The next morning was obviously sobering for Cubs fans. Even a Kerry Wood home run wasn't enough to stem the tide the Marlins gained from the night before. I went up to my room for the ninth inning, where I saw the dream come to an end.
As far as I can remember, losses in sports have only made me cry twice in my lifetime. The more recent one was my senior year of high school as a manager of Aurora Christian's basketball team. We won 20 games and captured the first regional title in a while for the school before falling in the sectional title game to a tough Byron team. That was the end of my official run with ACS basketball. The other time sports made me cry was after that Game 7. To this day it still hurts.

** Record set **
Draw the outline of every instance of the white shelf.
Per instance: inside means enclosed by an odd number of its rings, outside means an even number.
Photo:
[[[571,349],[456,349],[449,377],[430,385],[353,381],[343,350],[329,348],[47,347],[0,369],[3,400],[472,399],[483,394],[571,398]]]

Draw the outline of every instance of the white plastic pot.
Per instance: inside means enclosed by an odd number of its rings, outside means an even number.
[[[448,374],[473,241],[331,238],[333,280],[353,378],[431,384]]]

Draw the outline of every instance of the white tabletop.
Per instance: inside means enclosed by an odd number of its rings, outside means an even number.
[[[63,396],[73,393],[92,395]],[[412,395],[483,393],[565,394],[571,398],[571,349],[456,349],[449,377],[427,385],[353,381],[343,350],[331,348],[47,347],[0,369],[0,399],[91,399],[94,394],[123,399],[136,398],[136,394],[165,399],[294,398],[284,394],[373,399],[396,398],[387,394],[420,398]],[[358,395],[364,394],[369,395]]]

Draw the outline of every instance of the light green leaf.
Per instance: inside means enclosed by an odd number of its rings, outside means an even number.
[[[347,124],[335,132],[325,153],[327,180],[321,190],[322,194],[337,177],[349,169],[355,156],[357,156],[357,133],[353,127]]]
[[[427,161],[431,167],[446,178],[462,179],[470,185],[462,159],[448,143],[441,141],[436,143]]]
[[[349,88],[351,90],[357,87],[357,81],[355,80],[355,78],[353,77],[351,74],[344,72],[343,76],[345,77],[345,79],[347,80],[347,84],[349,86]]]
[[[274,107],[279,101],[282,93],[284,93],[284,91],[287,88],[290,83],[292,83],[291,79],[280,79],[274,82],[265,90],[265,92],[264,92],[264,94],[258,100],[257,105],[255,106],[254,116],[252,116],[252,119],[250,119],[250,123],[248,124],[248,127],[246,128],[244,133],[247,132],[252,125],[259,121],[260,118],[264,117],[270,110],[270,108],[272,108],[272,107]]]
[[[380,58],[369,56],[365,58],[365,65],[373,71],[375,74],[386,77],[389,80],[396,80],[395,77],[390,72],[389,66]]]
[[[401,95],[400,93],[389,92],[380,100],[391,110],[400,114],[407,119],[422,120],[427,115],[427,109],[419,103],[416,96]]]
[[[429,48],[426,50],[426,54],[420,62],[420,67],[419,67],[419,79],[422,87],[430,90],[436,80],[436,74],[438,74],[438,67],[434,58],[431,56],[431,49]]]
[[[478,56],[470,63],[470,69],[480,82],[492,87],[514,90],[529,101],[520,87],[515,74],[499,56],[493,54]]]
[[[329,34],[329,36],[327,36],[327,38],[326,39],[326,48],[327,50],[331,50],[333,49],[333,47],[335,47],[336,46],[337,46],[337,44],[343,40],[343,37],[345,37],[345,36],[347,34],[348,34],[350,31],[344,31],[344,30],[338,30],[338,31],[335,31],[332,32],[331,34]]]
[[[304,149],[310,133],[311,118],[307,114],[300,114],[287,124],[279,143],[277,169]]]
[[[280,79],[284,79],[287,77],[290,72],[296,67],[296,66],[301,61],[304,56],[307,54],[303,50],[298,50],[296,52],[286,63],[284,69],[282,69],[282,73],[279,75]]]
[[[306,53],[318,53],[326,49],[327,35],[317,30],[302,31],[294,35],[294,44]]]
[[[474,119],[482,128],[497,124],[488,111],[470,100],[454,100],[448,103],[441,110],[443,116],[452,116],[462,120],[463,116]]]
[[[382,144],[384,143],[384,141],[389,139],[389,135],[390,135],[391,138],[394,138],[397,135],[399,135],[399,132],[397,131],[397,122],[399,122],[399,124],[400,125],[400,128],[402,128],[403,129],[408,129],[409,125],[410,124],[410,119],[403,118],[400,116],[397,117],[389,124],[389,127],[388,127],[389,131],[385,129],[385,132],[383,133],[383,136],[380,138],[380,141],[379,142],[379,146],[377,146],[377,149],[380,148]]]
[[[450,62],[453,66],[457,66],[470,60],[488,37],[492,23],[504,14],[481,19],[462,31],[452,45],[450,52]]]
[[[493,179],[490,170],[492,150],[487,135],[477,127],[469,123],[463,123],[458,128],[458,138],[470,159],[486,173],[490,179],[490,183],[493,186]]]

** Exercise instructions **
Pick up the account of the Cubs' Game 7 loss after its final sentence and keep writing in the same first-person voice. The rows were drawn from a separate source.

** Written answer **
At the end of the day though, this isn't the end of the world. There are far more important things in this life and finishing high school and college and planning a wedding while entering the work force make you realize that. But the beauty of sports is that it can give us an escape from reality for a while. That can make the highs higher. But it can also make the lows lower. The pain from being that close to seeing history is still there. But life goes on. Maybe that, along with prompt exits in 2007 and 2008 have tempered my expectations as a Cub fan. But the events that transpired ten years ago sadly live on in the lore of a franchise filled with sadness and disappointment. And it's a lore that will stick with Cubs fans for a long time. But hopefully not too long. I still hope that one October, the north side of Chicago will be rocking, Steve Goodman will play on, and a city waiting 105 years for magic to happen will finally get to experience the party it has long desired.